#### EXERCISE GOAL:
From the first line to the last, write out the records exactly, leaving out images.

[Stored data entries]
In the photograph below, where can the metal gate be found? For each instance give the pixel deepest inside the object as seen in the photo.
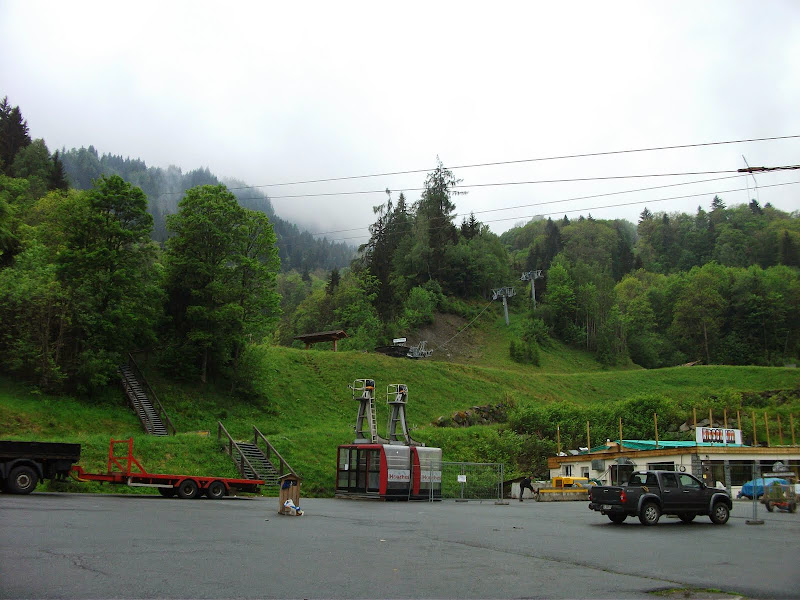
(463, 481)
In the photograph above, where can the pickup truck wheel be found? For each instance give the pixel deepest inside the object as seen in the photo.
(720, 513)
(188, 490)
(216, 490)
(617, 518)
(650, 514)
(22, 480)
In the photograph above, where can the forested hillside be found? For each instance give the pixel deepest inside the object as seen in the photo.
(298, 250)
(82, 282)
(719, 287)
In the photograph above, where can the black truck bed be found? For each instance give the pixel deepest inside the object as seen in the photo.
(39, 450)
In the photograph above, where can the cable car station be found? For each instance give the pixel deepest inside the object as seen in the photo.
(397, 467)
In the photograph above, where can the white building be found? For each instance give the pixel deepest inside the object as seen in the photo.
(717, 464)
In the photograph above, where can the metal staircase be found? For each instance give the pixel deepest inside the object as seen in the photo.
(366, 422)
(257, 459)
(136, 390)
(257, 466)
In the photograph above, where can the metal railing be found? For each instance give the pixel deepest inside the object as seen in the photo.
(463, 481)
(284, 467)
(155, 402)
(242, 460)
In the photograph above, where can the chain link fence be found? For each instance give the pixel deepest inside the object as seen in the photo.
(463, 481)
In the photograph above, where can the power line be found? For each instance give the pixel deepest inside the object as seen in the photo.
(524, 160)
(591, 208)
(591, 196)
(478, 212)
(534, 182)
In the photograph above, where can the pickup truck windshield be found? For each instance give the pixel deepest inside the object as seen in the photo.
(639, 479)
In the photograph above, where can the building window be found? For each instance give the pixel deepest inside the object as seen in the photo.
(661, 466)
(741, 471)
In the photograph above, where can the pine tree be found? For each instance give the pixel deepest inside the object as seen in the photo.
(58, 177)
(13, 133)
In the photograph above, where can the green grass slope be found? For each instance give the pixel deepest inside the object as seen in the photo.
(309, 409)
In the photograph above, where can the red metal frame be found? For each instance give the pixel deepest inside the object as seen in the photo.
(125, 474)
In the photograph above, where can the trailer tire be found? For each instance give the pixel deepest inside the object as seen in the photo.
(649, 514)
(216, 490)
(22, 480)
(720, 513)
(188, 490)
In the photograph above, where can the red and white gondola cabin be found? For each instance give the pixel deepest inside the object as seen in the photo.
(389, 471)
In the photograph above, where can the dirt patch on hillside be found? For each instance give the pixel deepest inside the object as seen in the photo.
(444, 339)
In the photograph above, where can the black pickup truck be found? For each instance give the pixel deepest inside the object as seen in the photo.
(24, 464)
(649, 494)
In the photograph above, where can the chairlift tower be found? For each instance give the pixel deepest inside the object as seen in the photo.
(532, 276)
(366, 422)
(396, 398)
(505, 292)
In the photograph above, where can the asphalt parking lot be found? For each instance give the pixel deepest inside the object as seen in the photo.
(123, 546)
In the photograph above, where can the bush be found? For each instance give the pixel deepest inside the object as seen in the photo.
(524, 352)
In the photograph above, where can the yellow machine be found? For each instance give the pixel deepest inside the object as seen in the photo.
(562, 482)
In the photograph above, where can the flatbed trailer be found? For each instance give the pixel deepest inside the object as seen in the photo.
(24, 464)
(126, 470)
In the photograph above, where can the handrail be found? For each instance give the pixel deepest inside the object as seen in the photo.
(231, 445)
(161, 412)
(271, 449)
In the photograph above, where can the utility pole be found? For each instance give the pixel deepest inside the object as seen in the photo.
(504, 293)
(532, 276)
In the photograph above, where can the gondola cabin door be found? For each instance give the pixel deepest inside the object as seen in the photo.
(359, 470)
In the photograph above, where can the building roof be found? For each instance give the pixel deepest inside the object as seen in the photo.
(322, 336)
(661, 444)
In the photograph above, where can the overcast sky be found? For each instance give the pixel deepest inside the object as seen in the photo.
(280, 92)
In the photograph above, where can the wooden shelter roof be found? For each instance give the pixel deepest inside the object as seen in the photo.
(322, 336)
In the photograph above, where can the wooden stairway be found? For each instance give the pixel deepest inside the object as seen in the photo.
(257, 459)
(146, 405)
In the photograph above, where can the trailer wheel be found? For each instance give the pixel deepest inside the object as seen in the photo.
(650, 514)
(720, 513)
(216, 490)
(22, 480)
(188, 490)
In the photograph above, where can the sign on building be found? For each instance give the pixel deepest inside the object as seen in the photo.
(718, 435)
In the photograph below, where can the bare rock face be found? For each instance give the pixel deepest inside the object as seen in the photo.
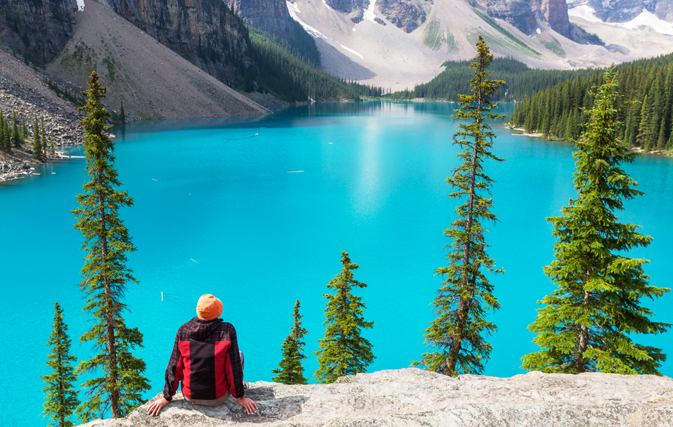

#### ANSWER SECTION:
In the photograph below, where can the metal gate be found? For each instance give the pixel deepest inside the object as seen in the photo.
(463, 481)
In the photograph above, where can the pickup truck wheel be found? For each instance give the pixel deepest inside the object as seen in the photo.
(720, 513)
(188, 490)
(216, 490)
(617, 518)
(650, 514)
(22, 480)
In the photograph above, where can the forested hillside be found? For each instance give the pixel deepest inside the object as seen in the photo.
(298, 250)
(82, 282)
(719, 287)
In the photograph above, where can the black truck bed be found? For each instance give the pixel deepest inside the object as seen in the photo.
(39, 450)
In the photograph above, where can the cable car station be found? For each instance give the pixel deepest inside the object as seen in the photo.
(397, 467)
In the photograph above, where can the white building be found? For each instance give the pixel deepest inside the object as seen in the photo.
(717, 464)
In the photograph above, where can the metal staircase be found? For each instance give the pixel deepest inside the object as seen in the photo.
(366, 422)
(257, 459)
(136, 390)
(257, 466)
In the photograph above, where can the metal railing be found? For each instance give the pixel deepest inside the object as seen in the photo.
(463, 481)
(284, 467)
(155, 402)
(242, 460)
In the photograph above, where can the chain link fence be found? For each instance give the pixel deepest inside the object as seen in the photo.
(463, 481)
In the photograph above, where can the power line be found? For each instance give the pixel deepest inside the object as seen in the photo.
(524, 160)
(591, 208)
(591, 196)
(478, 212)
(534, 182)
In the photograph above, where can the pickup truck windshield be found? For each instance give the pixel deepest inside the object as seen in the photo.
(639, 479)
In the photograph above, where can the building window be found? For each instance give the pixel deepest inside the object as seen in the photo.
(661, 466)
(741, 471)
In the photograph above, where can the pine tree be found? For each instance give the pixel deepest inside the object as seen in the photo.
(58, 177)
(13, 133)
In the photograph above, where can the green grass slope be found? For each instance give the pixel deepest inside the object as seen in the photo.
(309, 409)
In the photograph above, where can the red metal frame be found? For each instance give the pixel deepest inside the object as seen in the photo.
(125, 474)
In the photograph above, where can the trailer tire be found? For each instance give the pixel deepest inside the object as seen in the photo.
(649, 514)
(216, 490)
(22, 480)
(720, 513)
(188, 490)
In the photograph above, where can the red and white gondola cabin be found? For each instance give the pixel deepest inside the object as seen in the photo.
(389, 471)
In the photograph above, where can the dirt patch on hillside be found? For each instance give the pixel deepest inside the object as seen in the photo.
(444, 339)
In the photograph above, where can the black pickup truck be found? For each instance give the pixel deepest inside the object as seen in the photo.
(24, 464)
(649, 494)
In the photograph above, where can the chairlift tower be found? For each instance give the pixel deepest inside the object as seen in the photo.
(532, 276)
(366, 422)
(396, 398)
(505, 292)
In the photograph above, where can the asphalt parking lot be found? For each instance give the pixel deepest inside the object as seen in the photo.
(123, 546)
In the photograph above, where can the bush be found? For each instance give the pixel deepest inside the object as seen in the photo.
(524, 352)
In the photograph above, where can the yellow machine be found? For each instance give the pixel deepest inside the object as seen in the photo.
(562, 482)
In the photograph above, where can the flatbed trailer be found? For each instance give the pixel deepest inside the object as seen in the photo.
(24, 464)
(126, 470)
In the photograph above, where can the handrail be found? For each instance give the pixel deepest inside the object as seen in the photo.
(231, 445)
(161, 412)
(271, 449)
In the photograph above, where can the utility pole be found? For each instance give the pixel deepest inside the object as seen in the photo.
(504, 293)
(532, 276)
In the photograph above, where can the gondola cabin door be found? For each instance give the pixel deepest inside the object as seen in the photo.
(359, 470)
In the photograph above, where can the building roof be found? For each instance give the pixel deepest inside the object as seen in the photo.
(322, 336)
(661, 444)
In the photograph above, where can the overcast sky be found? For each instance give the pixel deepest inside the object as seen in the photo.
(280, 92)
In the photograph above, where can the wooden shelter roof be found? For each instance give the pixel deepest inside the object as seen in the photo.
(322, 336)
In the photograph above, where can the wooden stairway be found? For each instance give the pixel deepest inside the object as seen in the photo.
(257, 459)
(146, 405)
In the photograph above, where can the trailer wheel be found? For each instance give the pixel deepest inside the object as seen in the photo.
(650, 514)
(720, 513)
(216, 490)
(22, 480)
(188, 490)
In the photograph above, where can the sign on building be found? For each instance give the pixel deepest inside the object as seen in the photo.
(718, 435)
In the photograph below, where can the bare rock face be found? For each instance give the pixel deepest inside the object as seen in the photo.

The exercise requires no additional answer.